Task to carry out: Give the rows below as a numbered list with blank lines removed.
* * * * * * *
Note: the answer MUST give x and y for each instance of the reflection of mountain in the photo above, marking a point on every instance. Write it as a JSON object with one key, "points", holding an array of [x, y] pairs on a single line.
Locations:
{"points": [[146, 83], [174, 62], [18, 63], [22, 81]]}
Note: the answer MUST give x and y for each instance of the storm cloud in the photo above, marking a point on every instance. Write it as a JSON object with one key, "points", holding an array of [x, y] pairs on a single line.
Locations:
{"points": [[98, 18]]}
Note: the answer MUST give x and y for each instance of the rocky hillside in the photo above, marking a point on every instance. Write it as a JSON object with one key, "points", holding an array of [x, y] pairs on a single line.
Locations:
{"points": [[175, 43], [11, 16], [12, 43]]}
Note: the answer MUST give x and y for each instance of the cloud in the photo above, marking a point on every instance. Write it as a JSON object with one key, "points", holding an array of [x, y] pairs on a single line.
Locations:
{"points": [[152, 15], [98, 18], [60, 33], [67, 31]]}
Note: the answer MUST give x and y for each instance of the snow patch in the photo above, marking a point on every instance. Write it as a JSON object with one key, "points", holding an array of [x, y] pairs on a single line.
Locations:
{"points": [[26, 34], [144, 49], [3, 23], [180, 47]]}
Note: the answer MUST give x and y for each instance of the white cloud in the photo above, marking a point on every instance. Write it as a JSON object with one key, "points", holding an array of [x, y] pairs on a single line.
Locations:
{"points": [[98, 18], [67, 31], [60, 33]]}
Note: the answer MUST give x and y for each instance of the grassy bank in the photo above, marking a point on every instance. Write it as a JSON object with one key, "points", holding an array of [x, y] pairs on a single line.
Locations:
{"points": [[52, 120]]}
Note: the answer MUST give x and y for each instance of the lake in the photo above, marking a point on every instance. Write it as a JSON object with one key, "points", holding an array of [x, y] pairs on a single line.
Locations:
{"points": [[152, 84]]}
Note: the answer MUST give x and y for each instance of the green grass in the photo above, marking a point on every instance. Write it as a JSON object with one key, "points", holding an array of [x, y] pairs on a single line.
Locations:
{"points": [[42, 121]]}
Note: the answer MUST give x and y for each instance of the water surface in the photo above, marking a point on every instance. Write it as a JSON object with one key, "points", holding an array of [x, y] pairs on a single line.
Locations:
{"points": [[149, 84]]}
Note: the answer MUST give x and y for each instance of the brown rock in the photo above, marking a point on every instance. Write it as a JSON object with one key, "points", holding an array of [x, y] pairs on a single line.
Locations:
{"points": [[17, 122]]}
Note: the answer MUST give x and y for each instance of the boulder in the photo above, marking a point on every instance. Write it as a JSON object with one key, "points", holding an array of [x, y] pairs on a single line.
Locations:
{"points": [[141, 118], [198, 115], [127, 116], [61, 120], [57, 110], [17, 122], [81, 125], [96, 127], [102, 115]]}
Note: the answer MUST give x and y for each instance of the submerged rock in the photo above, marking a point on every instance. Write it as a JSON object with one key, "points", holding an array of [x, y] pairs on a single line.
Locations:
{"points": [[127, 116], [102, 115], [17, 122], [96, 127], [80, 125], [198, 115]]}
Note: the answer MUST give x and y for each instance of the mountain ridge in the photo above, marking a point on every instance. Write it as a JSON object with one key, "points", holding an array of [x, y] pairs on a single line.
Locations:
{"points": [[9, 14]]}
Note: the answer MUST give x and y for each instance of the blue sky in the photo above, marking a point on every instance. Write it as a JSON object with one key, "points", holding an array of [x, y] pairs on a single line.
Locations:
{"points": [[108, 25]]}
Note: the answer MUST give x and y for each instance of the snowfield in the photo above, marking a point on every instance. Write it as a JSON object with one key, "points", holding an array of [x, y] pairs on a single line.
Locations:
* * * * * * *
Completed task:
1. Note: the answer MUST give x and y for each instance of the reflection of mountain in the photo above, marking a point on every instance. Write it as a JSON object with one key, "points", holding an array of [x, y] pairs on a single line.
2. Locations:
3. {"points": [[146, 83], [174, 62], [18, 63], [22, 81]]}
4. Note: the answer MUST give x and y for each instance of the storm cloud in the photo above, marking a point on every instance. Write it as a JSON object with one key, "points", holding an array of [x, y] pairs on a single line.
5. Locations:
6. {"points": [[98, 18]]}
7. Note: the answer MUST give x and y for each instance of the rocky hillside in the photo above, marking a point on every instance. Write it as a JSON object with one key, "points", holding an array of [x, y] pairs on a single line.
8. Locations:
9. {"points": [[175, 43], [11, 16], [12, 43]]}
10. Note: the answer MUST give x and y for each instance of the cloud in the photo above, marking a point on every instance. Write it as a JSON object with one key, "points", holding an array of [x, y] pairs on a single line.
11. Locations:
12. {"points": [[152, 15], [98, 18], [60, 33], [67, 31]]}
13. Note: the answer MUST give x and y for each instance of the snow patch in the photo above, marking a point on every instance. Write it as a JSON object with one key, "points", holding an array of [x, y] pairs on a single line.
14. Locations:
15. {"points": [[26, 34], [144, 49], [3, 23], [180, 47]]}
16. Note: the answer MUST give x and y for each instance of the white cloud in the photo above, marking a point on every instance. Write it as a JSON object with one key, "points", holding an array of [x, y] pairs on a single line.
17. Locations:
18. {"points": [[98, 18], [67, 31], [60, 33]]}
19. Note: the answer MUST give x and y for each instance of the grassy bank in the photo above, marking a point on every instance. Write it as a JSON object with one key, "points", holding an array of [x, y] pairs on a single line.
20. Locations:
21. {"points": [[52, 120]]}
22. Note: the answer MUST give x and y for each instance of the lake in the photo above, marking a point on every instance. Write it as a JSON object with one key, "points", holding an array of [x, y] pairs on a single line.
23. Locations:
24. {"points": [[152, 84]]}
25. Note: the answer MUST give x and y for each instance of the green grass in the photo above, marking a point on every instance. Write it as a JSON object with one key, "points", holding an array of [x, y] pairs on a single line.
26. Locations:
27. {"points": [[42, 121]]}
28. Note: the answer MUST give x and y for each instance of the water surface in the photo above, marking a point on every instance. Write it as a JSON object with one key, "points", holding an array of [x, y] pairs on a single line.
29. Locations:
30. {"points": [[149, 84]]}
31. Note: the answer MUST give x and y for each instance of the brown rock in the photo above, marking a point on every instance. Write it as a JSON object with one key, "points", holding an array of [x, y] pairs on a single line.
32. Locations:
33. {"points": [[17, 122]]}
34. Note: the answer MUST give x and y for each instance of the boulder in the photo above, marking a point on every instance. Write it as a JSON object with one key, "points", holding an array of [x, y] pairs on a single line.
35. Locations:
36. {"points": [[141, 118], [198, 115], [127, 116], [61, 120], [57, 110], [17, 122], [81, 125], [96, 127], [102, 115]]}
37. Note: the answer MUST give x and y for each instance of the submerged rock in the photo above, marking a point on every instance. Write it as a JSON object with one key, "points", holding an array of [x, y] pairs on a single line.
38. Locations:
39. {"points": [[127, 116], [102, 115], [17, 122], [96, 127], [80, 125], [198, 115]]}
40. Note: the answer MUST give x and y for each instance of the mountain ridge in the photo above, marking a point on every instance. Write it as a JSON object with one key, "points", holding an array of [x, y] pairs on a single line.
41. Locations:
42. {"points": [[9, 14]]}
43. Note: the answer MUST give x and y for each instance of the blue sky in the photo above, marking a point on every instance. Write it as a JSON object with one key, "points", holding an array of [x, y] pairs on a single line.
44. Locations:
45. {"points": [[108, 25]]}
46. Note: the answer MUST give x and y for each instance of the snowfield in the photo above, marking a point on every instance. Write it as a JSON object with one key, "points", holding an array of [x, y] pairs on a single line.
47. Locations:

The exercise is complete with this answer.